*Extrait*:

Quelles humanités numériques ?, Milad Doueihi

, par valerie Marchand

Lu par JB Chaumié

Références

Doueihi Milad, « Quelles humanités numériques ? », Critique, 2015/8 (n° 819-820), p. 704-711. URL : https://www.cairn.info/revue-critique-2015-8-page-704.htm

Recension et Citations

Milad Doueihi compare dans La grande conversion numérique : « des techniques de la médiation et de la communication qui, chacune à sa manière, modifient les rapports entre les individus et la collectivité et mettent en place une nouvelle dimension éthique capable d’influencer et de façonner les actions et les comportements. » p. 41
Mélanie Le Forestier, « Milad Doueihi, Pour un humanisme numérique  », Sciences de la société [En ligne], 92 | 2014, http://journals.openedition.org/sds/1285

  • Pour un Humanisme numérique

Milad Douehi, dans l’ouvrage, Pour un humanisme numérique, Editions du Seuil, 2011, soutient l’idée de l’émergence d’un Humanisme numérique, qui prendrait la suite de l’humanisme aristocratique de la Renaissance, redécouvrant les textes de l’humanité classique, l’humanisme exotique de la bourgeoisie, associée aux découvertes des cultures orientales, et l’humanisme démocratique de l’anthropologue, qui comprend que les faits humains forment une totalité à étudier comme telle.

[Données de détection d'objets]
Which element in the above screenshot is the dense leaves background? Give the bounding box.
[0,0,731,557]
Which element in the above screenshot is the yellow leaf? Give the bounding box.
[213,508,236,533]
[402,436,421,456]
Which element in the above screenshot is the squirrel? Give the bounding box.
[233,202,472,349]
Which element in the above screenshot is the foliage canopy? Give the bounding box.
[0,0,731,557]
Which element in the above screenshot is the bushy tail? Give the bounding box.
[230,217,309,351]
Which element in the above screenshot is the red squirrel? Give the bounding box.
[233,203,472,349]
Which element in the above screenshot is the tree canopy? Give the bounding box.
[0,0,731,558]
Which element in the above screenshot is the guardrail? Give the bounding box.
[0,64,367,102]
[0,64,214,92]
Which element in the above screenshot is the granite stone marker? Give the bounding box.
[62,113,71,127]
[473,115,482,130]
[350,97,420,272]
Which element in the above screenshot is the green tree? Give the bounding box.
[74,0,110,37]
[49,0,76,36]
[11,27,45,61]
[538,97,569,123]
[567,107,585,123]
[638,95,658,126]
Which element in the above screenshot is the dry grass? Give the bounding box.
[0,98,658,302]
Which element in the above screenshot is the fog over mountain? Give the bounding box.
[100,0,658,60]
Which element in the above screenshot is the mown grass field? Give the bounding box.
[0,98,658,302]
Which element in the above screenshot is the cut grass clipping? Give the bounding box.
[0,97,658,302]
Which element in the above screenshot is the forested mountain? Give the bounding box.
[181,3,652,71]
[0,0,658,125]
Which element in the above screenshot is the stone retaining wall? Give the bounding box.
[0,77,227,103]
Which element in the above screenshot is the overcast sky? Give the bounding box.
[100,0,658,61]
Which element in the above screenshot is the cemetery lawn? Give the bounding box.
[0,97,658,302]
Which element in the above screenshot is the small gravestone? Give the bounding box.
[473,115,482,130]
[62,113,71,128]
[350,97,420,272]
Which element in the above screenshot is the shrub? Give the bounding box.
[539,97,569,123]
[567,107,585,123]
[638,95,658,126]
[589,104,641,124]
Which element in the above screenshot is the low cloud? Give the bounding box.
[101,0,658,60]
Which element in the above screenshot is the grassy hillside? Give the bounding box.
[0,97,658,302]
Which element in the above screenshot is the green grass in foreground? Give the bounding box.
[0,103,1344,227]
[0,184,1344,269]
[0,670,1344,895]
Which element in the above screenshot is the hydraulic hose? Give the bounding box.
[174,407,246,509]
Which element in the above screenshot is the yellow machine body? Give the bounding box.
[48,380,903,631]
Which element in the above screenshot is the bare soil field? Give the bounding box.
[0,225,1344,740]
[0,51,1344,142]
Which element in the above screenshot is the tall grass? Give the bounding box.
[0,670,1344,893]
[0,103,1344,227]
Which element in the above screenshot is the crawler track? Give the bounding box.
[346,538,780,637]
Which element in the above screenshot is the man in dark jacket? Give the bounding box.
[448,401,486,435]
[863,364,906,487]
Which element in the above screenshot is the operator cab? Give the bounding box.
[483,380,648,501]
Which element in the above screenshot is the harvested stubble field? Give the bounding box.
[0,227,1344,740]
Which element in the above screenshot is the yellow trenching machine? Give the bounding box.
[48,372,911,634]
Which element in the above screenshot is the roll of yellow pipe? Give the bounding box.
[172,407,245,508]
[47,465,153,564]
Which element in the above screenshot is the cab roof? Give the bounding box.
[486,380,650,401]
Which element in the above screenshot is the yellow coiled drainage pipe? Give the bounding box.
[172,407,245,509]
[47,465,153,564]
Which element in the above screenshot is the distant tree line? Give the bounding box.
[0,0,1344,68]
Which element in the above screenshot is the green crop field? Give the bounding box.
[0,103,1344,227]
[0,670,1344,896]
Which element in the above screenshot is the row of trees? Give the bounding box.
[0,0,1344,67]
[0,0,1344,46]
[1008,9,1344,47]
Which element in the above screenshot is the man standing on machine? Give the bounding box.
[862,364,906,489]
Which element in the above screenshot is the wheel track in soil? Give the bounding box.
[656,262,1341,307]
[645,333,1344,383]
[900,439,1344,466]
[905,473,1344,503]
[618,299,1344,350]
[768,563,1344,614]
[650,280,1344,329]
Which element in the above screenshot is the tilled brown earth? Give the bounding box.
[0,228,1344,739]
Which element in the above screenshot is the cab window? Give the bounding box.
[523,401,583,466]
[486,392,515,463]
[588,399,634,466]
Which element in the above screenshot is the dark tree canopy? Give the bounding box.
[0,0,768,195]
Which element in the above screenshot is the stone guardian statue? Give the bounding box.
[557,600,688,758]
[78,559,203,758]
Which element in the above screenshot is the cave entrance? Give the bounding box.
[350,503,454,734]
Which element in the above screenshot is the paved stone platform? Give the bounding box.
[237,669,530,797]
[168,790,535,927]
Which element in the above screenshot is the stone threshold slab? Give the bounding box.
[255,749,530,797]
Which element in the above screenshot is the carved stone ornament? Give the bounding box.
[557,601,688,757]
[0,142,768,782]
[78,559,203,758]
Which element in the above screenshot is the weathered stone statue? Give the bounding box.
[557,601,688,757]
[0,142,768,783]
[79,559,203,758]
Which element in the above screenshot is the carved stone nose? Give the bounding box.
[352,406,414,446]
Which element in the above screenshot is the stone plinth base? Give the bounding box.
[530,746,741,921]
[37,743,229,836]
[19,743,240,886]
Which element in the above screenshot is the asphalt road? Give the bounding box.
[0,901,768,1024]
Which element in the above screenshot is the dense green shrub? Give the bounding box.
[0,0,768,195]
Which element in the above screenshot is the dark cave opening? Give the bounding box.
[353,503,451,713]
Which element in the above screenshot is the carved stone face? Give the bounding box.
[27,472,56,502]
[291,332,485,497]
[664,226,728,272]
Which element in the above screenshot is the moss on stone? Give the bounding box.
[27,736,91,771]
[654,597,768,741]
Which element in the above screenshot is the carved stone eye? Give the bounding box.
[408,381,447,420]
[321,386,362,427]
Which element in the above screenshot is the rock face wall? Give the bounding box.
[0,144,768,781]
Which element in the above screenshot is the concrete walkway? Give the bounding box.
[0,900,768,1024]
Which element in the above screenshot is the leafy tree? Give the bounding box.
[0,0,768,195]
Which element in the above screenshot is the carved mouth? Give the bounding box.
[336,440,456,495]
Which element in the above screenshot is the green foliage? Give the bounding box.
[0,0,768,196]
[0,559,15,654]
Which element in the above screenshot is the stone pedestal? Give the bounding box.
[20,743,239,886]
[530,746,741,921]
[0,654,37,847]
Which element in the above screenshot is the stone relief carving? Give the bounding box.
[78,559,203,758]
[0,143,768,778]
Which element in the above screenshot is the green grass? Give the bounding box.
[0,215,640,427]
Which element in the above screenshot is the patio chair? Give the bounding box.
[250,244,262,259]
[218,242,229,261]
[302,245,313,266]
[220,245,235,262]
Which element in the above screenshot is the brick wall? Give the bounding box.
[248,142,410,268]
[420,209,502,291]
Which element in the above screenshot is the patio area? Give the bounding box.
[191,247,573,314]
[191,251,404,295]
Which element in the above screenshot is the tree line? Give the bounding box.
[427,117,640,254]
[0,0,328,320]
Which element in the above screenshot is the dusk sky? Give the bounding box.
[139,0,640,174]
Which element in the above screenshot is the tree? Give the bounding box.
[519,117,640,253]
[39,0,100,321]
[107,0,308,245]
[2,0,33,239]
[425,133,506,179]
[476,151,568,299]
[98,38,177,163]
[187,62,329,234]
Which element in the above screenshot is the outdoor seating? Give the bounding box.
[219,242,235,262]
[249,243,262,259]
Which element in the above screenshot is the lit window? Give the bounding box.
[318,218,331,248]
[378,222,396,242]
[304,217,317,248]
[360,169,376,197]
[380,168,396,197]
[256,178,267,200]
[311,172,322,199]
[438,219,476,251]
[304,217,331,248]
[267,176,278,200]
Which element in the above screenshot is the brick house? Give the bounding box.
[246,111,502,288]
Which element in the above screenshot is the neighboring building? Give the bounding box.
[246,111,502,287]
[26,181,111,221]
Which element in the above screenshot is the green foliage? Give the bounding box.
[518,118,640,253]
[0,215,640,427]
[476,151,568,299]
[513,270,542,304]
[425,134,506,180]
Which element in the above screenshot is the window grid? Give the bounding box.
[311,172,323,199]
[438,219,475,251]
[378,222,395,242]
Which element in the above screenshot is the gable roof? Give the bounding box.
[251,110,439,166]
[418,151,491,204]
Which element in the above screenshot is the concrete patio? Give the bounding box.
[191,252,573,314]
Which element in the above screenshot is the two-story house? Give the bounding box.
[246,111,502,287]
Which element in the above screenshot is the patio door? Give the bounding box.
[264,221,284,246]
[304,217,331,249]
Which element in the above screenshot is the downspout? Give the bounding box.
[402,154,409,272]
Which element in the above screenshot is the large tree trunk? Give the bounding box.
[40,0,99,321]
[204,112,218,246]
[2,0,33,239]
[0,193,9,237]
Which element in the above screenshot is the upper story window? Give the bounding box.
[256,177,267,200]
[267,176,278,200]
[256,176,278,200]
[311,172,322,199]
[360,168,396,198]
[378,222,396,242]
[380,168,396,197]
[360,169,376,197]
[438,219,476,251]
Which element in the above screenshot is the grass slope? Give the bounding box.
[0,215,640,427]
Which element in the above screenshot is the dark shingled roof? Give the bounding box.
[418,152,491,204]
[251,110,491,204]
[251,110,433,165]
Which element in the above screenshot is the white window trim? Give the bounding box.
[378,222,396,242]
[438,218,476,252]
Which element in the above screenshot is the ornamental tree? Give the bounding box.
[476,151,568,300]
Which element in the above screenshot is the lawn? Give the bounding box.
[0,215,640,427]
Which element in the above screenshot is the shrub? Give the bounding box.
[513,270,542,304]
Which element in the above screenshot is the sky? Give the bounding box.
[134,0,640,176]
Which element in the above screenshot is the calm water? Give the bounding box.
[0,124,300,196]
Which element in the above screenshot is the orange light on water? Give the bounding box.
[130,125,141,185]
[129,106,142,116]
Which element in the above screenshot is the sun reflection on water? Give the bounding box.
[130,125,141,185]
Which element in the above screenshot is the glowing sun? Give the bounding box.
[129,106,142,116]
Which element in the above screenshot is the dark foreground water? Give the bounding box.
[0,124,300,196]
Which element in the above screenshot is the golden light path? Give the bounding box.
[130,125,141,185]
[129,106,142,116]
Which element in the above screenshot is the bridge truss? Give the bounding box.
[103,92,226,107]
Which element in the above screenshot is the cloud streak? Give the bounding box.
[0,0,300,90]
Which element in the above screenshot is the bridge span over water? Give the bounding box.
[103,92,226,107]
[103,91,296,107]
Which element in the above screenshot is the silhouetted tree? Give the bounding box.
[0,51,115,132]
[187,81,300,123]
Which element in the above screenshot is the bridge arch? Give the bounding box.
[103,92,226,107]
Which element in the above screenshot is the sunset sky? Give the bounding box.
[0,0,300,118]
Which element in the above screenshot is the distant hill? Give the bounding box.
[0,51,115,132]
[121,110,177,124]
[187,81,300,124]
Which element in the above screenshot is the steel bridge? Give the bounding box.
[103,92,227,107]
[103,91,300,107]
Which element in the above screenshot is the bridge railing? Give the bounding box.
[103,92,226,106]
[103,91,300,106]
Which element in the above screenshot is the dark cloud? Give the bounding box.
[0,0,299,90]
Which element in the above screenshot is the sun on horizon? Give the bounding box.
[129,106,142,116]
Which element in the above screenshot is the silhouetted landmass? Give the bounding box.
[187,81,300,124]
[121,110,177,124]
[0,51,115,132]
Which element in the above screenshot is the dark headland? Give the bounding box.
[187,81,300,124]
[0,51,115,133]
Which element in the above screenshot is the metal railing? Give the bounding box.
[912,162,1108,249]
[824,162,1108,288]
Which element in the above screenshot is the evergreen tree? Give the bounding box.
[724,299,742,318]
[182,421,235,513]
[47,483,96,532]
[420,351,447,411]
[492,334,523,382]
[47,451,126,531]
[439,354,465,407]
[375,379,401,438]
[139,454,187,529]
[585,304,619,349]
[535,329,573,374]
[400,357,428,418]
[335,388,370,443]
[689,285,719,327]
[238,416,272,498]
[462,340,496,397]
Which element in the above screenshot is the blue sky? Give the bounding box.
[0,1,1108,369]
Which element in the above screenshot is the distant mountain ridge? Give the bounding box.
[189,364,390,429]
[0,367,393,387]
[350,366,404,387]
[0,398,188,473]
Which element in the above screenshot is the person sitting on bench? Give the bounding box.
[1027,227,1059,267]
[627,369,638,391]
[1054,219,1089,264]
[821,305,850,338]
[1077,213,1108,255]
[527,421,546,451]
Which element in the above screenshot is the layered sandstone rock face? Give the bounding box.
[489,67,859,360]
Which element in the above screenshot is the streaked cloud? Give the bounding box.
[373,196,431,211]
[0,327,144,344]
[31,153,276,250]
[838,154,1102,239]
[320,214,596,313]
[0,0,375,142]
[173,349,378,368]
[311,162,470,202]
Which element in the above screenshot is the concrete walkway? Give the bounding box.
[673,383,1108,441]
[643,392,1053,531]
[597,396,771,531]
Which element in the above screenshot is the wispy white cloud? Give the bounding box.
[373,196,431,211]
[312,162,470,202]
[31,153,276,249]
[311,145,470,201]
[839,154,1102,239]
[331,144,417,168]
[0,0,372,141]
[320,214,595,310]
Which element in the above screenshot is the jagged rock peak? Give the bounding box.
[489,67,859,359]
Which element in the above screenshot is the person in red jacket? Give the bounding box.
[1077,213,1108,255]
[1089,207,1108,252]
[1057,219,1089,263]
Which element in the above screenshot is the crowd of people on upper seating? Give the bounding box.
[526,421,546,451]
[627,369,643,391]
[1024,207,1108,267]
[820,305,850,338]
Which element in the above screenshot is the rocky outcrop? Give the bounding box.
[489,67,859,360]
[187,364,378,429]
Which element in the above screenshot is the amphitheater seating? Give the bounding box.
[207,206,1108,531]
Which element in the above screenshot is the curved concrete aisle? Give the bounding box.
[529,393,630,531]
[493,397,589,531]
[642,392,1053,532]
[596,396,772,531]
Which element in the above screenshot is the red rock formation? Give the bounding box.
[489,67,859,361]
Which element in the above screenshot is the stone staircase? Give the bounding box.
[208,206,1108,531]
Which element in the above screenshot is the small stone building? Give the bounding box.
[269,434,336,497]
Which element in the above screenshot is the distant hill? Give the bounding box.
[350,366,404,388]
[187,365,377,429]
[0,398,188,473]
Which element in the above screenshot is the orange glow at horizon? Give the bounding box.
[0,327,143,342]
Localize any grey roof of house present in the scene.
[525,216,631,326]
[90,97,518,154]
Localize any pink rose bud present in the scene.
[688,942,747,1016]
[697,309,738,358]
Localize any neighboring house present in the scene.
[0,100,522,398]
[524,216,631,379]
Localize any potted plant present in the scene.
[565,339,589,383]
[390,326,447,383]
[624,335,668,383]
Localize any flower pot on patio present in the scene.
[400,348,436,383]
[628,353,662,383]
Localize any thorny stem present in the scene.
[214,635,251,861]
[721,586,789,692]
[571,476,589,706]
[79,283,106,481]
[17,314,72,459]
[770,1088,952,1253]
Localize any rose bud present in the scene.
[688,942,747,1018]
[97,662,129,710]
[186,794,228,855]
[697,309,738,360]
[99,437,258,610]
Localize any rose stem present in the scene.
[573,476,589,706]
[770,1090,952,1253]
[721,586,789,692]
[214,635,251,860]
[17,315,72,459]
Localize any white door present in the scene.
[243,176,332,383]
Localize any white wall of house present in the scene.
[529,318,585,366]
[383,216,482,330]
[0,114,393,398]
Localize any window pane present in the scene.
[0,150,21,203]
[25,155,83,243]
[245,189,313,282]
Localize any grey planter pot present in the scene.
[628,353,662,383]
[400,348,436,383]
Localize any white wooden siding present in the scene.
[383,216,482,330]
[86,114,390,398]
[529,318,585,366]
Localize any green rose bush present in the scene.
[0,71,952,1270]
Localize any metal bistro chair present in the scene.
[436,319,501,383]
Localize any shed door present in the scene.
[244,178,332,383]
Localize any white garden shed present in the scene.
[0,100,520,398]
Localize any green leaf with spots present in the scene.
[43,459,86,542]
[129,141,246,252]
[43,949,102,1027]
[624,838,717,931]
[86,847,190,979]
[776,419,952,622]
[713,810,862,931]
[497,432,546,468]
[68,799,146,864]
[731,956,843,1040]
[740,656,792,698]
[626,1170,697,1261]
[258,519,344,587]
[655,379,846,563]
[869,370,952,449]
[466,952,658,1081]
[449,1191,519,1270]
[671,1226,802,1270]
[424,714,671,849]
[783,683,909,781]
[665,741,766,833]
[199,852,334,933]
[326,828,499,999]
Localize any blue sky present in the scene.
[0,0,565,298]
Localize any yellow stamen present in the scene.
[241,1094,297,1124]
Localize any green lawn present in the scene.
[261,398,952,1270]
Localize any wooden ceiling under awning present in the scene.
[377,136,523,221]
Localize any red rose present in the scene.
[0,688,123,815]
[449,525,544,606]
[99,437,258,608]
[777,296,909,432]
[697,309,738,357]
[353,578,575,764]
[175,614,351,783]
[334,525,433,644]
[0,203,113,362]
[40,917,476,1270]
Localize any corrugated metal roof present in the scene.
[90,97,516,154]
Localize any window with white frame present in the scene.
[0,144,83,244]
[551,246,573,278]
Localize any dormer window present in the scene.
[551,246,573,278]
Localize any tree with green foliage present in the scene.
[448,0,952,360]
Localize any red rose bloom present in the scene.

*Énoncé A*:
Répondez aux questions suivantes sur la fiche :
(i) Dans quelle revue et en quelle année l'article « Quelles humanités numériques ? » a-t-il paru ?
(ii) Quel éditeur a publié Pour un humanisme numérique, et en quelle année ?
(iii) Par qui la fiche a-t-elle été lue ?
*Énoncé B*:
Réécrivez, s'il vous plaît, le passage de la fiche qui commence par « Milad Douehi, dans » et va jusqu'à « étudier comme telle. », en remplaçant « Renaissance » par « Réforme ».

*Résultat A*:
(i) Dans la revue Critique, en 2015.
(ii) Les Éditions du Seuil, en 2011.
(iii) Par JB Chaumié.

*Résultat B*:
Milad Douehi, dans l’ouvrage, Pour un humanisme numérique, Editions du Seuil, 2011, soutient l’idée de l’émergence d’un Humanisme numérique, qui prendrait la suite de l’humanisme aristocratique de la Réforme, redécouvrant les textes de l’humanité classique, l’humanisme exotique de la bourgeoisie, associée aux découvertes des cultures orientales, et l’humanisme démocratique de l’anthropologue, qui comprend que les faits humains forment une totalité à étudier comme telle.